REQUIRED WORK:
Write out word for word each line from the one containing "For the benchmark, spot each instance of the wooden shelf" through the close of the listing, including both ends. Pictures do not belong in the copy.

DATA FOR THIS TASK:

+ + + +

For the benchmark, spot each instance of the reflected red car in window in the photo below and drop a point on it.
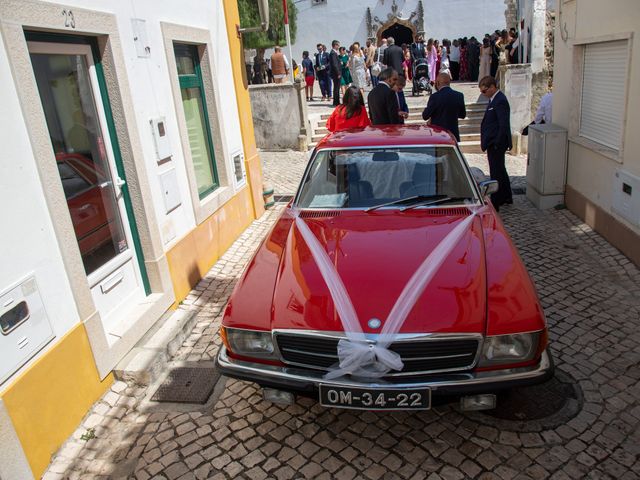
(89, 196)
(389, 281)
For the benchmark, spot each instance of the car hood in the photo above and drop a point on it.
(375, 254)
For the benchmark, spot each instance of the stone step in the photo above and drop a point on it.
(474, 112)
(470, 147)
(473, 128)
(469, 118)
(148, 359)
(470, 137)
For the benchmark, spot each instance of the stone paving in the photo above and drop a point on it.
(591, 296)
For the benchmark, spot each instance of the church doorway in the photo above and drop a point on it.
(400, 33)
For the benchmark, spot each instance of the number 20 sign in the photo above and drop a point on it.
(69, 19)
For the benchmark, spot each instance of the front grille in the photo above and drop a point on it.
(418, 356)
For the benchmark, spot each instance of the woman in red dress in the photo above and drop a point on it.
(351, 114)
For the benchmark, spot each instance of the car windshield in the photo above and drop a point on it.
(370, 177)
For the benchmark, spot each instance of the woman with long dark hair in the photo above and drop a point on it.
(351, 114)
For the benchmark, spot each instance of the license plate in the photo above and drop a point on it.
(375, 398)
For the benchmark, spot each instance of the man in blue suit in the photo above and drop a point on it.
(495, 138)
(446, 106)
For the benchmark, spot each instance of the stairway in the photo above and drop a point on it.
(469, 126)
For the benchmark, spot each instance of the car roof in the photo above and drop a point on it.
(388, 135)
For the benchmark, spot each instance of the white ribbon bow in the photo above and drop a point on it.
(357, 356)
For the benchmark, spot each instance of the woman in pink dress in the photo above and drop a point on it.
(432, 60)
(407, 65)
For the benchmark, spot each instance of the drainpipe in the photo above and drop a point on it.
(287, 33)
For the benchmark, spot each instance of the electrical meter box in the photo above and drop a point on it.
(160, 138)
(24, 326)
(547, 165)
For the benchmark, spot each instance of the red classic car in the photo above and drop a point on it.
(388, 282)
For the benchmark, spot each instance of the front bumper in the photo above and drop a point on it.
(445, 384)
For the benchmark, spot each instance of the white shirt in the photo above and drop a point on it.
(544, 109)
(454, 56)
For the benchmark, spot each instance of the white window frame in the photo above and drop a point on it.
(578, 62)
(204, 207)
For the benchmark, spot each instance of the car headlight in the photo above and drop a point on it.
(516, 348)
(252, 343)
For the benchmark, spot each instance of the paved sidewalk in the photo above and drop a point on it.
(591, 296)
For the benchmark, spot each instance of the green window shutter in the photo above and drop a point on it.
(196, 116)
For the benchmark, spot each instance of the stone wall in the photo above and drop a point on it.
(515, 83)
(542, 81)
(279, 116)
(511, 14)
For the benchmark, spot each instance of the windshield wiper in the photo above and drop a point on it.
(415, 198)
(435, 202)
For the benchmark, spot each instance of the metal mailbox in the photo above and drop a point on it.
(24, 326)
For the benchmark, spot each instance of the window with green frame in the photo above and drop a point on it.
(195, 113)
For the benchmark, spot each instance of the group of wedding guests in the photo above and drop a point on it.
(465, 59)
(335, 70)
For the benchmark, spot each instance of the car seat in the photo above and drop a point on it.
(423, 181)
(357, 189)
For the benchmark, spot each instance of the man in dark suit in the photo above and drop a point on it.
(445, 107)
(495, 138)
(393, 56)
(382, 100)
(335, 67)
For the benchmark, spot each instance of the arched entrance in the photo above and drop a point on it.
(401, 33)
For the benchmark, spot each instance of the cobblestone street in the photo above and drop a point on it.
(591, 296)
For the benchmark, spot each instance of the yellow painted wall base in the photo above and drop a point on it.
(47, 402)
(192, 257)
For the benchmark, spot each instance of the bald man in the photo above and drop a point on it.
(445, 106)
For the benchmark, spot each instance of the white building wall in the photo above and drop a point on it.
(152, 95)
(28, 244)
(346, 20)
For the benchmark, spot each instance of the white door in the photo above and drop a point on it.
(69, 90)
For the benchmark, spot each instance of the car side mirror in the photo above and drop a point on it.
(488, 187)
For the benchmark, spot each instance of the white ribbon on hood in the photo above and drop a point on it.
(374, 360)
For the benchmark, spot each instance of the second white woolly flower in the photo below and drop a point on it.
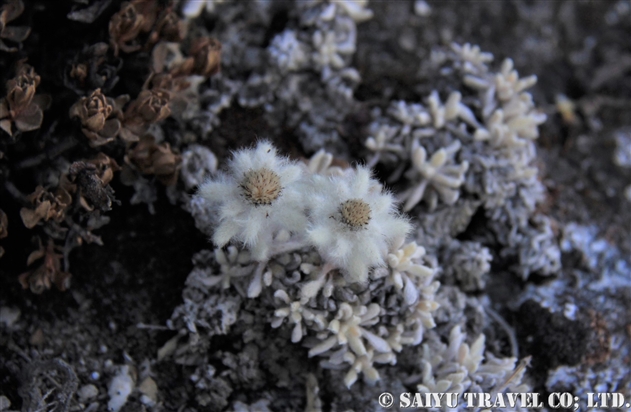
(257, 197)
(353, 223)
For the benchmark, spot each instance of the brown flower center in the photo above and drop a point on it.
(355, 213)
(261, 186)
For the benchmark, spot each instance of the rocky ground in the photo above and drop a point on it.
(120, 321)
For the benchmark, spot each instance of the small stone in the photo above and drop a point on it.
(149, 389)
(87, 392)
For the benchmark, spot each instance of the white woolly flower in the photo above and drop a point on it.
(353, 222)
(257, 197)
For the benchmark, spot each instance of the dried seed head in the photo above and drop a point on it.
(261, 186)
(355, 213)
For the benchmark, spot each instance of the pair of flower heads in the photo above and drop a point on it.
(273, 205)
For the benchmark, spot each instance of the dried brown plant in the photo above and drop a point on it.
(21, 106)
(48, 273)
(204, 60)
(151, 106)
(132, 19)
(16, 34)
(155, 159)
(47, 206)
(99, 116)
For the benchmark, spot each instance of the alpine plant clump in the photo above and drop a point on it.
(323, 256)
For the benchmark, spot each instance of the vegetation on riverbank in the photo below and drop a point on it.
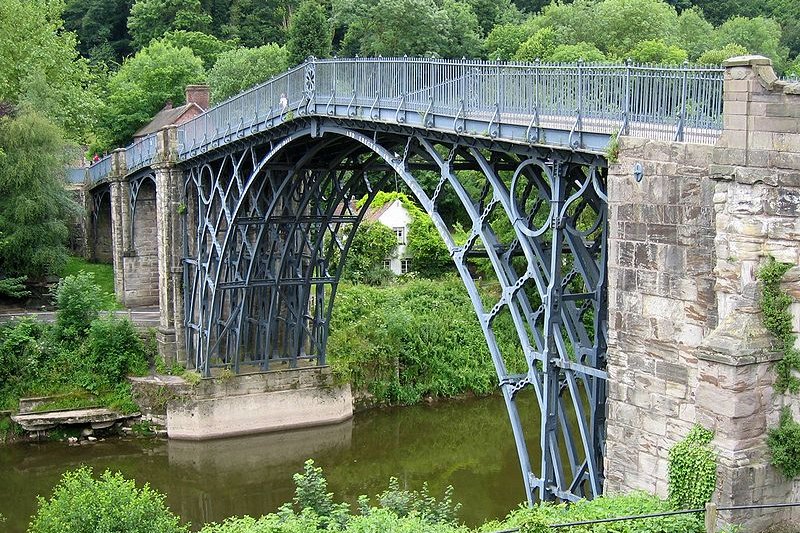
(84, 357)
(82, 503)
(415, 339)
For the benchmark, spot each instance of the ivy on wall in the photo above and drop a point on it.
(692, 470)
(784, 440)
(778, 321)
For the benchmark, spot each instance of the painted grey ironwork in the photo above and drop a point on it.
(76, 175)
(271, 182)
(576, 105)
(141, 153)
(269, 224)
(100, 170)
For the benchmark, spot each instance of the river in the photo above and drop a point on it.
(466, 443)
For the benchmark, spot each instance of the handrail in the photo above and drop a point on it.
(682, 103)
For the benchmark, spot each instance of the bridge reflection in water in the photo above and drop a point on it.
(466, 443)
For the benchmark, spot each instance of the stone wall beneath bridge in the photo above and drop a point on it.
(661, 303)
(140, 263)
(686, 343)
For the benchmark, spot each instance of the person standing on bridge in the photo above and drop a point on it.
(284, 103)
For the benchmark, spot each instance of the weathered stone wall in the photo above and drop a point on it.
(686, 342)
(140, 263)
(100, 235)
(756, 166)
(253, 403)
(661, 304)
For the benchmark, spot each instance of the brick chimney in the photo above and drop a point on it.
(197, 94)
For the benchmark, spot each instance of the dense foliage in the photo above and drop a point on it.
(139, 89)
(692, 470)
(412, 340)
(778, 321)
(81, 503)
(784, 444)
(34, 206)
(83, 357)
(241, 68)
(112, 503)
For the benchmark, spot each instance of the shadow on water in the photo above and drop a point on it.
(466, 443)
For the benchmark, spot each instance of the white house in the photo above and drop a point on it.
(394, 215)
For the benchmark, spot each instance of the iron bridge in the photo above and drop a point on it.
(271, 176)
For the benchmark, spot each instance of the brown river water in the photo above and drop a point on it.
(466, 443)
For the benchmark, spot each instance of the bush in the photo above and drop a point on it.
(114, 349)
(78, 299)
(81, 503)
(418, 503)
(415, 339)
(21, 353)
(538, 518)
(692, 470)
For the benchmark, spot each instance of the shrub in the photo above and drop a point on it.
(78, 300)
(81, 503)
(311, 494)
(538, 518)
(114, 349)
(692, 470)
(419, 503)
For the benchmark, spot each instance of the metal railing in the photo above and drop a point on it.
(710, 511)
(670, 103)
(100, 170)
(141, 153)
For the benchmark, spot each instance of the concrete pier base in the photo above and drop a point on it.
(260, 402)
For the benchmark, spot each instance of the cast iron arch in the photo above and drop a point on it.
(269, 226)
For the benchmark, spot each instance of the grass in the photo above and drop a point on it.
(103, 276)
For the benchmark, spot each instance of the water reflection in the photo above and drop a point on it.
(467, 444)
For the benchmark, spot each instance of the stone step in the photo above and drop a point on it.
(97, 418)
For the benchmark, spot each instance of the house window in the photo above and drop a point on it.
(401, 235)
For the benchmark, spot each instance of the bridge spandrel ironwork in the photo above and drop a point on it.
(271, 182)
(269, 225)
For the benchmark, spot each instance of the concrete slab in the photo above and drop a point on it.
(100, 417)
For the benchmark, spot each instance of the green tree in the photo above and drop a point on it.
(34, 206)
(787, 13)
(658, 52)
(570, 53)
(310, 32)
(718, 55)
(695, 33)
(101, 27)
(372, 243)
(493, 12)
(39, 63)
(81, 503)
(397, 28)
(258, 22)
(622, 24)
(240, 69)
(574, 22)
(505, 39)
(206, 47)
(758, 35)
(430, 255)
(151, 19)
(156, 74)
(462, 37)
(540, 46)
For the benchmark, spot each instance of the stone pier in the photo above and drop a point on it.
(686, 344)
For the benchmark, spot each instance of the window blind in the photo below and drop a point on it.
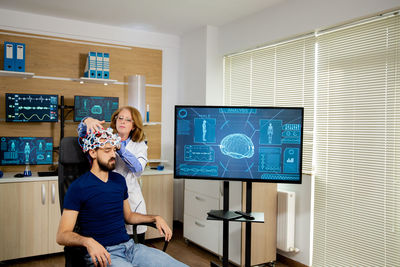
(355, 79)
(357, 185)
(279, 75)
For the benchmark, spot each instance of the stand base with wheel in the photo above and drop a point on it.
(227, 216)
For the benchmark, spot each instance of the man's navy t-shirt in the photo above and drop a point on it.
(100, 207)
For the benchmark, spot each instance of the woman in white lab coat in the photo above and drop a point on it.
(131, 157)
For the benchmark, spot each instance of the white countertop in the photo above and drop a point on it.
(8, 177)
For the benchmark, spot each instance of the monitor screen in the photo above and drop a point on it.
(98, 107)
(31, 108)
(260, 144)
(23, 150)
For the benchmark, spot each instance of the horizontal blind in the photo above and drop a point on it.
(357, 185)
(280, 75)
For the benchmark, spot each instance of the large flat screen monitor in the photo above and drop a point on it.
(23, 150)
(31, 108)
(98, 107)
(259, 144)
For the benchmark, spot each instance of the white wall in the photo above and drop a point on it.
(281, 22)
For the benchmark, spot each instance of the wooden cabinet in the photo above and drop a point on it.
(157, 191)
(29, 219)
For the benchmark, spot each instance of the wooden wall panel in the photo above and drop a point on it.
(59, 57)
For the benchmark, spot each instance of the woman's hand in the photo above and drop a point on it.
(93, 125)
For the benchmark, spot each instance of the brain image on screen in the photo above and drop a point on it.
(237, 146)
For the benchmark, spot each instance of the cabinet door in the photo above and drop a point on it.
(54, 216)
(23, 220)
(158, 194)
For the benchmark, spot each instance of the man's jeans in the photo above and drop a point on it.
(131, 254)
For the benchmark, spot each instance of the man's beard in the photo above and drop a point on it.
(106, 166)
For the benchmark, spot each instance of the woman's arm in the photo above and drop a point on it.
(88, 125)
(134, 163)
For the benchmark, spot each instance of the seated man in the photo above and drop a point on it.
(98, 201)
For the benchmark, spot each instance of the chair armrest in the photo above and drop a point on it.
(150, 224)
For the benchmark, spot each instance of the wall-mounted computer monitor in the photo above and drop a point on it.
(23, 150)
(257, 144)
(98, 107)
(31, 108)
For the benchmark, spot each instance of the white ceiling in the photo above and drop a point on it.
(164, 16)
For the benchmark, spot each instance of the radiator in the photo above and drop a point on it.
(285, 221)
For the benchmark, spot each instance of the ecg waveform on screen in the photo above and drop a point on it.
(29, 118)
(31, 107)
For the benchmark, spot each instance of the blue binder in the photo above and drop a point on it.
(9, 56)
(19, 57)
(90, 68)
(106, 66)
(99, 69)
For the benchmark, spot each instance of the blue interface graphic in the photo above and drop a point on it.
(97, 107)
(31, 108)
(23, 150)
(240, 143)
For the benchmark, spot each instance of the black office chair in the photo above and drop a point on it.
(72, 164)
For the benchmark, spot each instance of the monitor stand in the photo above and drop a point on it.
(226, 215)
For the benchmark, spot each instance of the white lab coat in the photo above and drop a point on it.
(136, 200)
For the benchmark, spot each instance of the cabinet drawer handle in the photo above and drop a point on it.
(53, 193)
(199, 224)
(199, 198)
(43, 194)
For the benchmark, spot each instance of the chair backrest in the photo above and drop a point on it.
(72, 163)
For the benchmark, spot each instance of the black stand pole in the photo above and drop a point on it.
(225, 217)
(225, 226)
(62, 119)
(248, 225)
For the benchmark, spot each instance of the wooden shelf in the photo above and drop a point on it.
(16, 74)
(157, 160)
(94, 80)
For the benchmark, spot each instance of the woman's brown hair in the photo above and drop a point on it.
(137, 133)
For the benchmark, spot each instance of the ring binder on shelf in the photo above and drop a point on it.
(90, 68)
(19, 57)
(99, 65)
(9, 56)
(106, 66)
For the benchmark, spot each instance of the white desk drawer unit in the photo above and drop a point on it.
(197, 205)
(208, 188)
(202, 232)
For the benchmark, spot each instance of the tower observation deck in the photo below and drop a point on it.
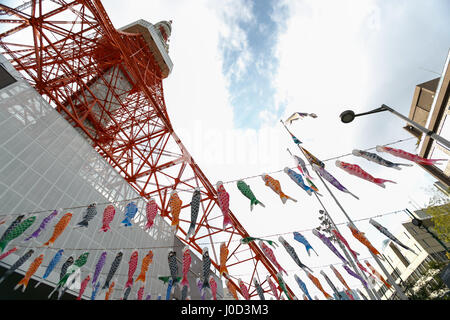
(107, 83)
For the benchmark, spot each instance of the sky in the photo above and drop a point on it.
(241, 66)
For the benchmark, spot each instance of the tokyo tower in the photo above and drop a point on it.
(107, 83)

+ + + +

THE SOLUTION:
For the benchmark, spot each instance of the wooden shelf in the photo above and drop a point on it.
(16, 74)
(157, 160)
(94, 80)
For the benchmark, spot each instance of the woman's brown hair in the photo above and drop a point on it.
(137, 133)
For the benchmark, spot each instance of the ring binder on shelf in the photo above and drop a point on it.
(90, 68)
(19, 57)
(99, 65)
(9, 56)
(106, 66)
For the benchmark, spot each instance of the white desk drawer unit in the photo above and drop a point on it.
(197, 205)
(208, 188)
(202, 232)
For the benchmark, spot each instance of the tower observation deck in the photo below and drop a point on it.
(107, 83)
For the benchmark, spot each instance of the sky in the photo above and drop a point on it.
(241, 66)
For the benchmark, spot each instance of the tokyo tower in the photo above and drop a point on it.
(107, 83)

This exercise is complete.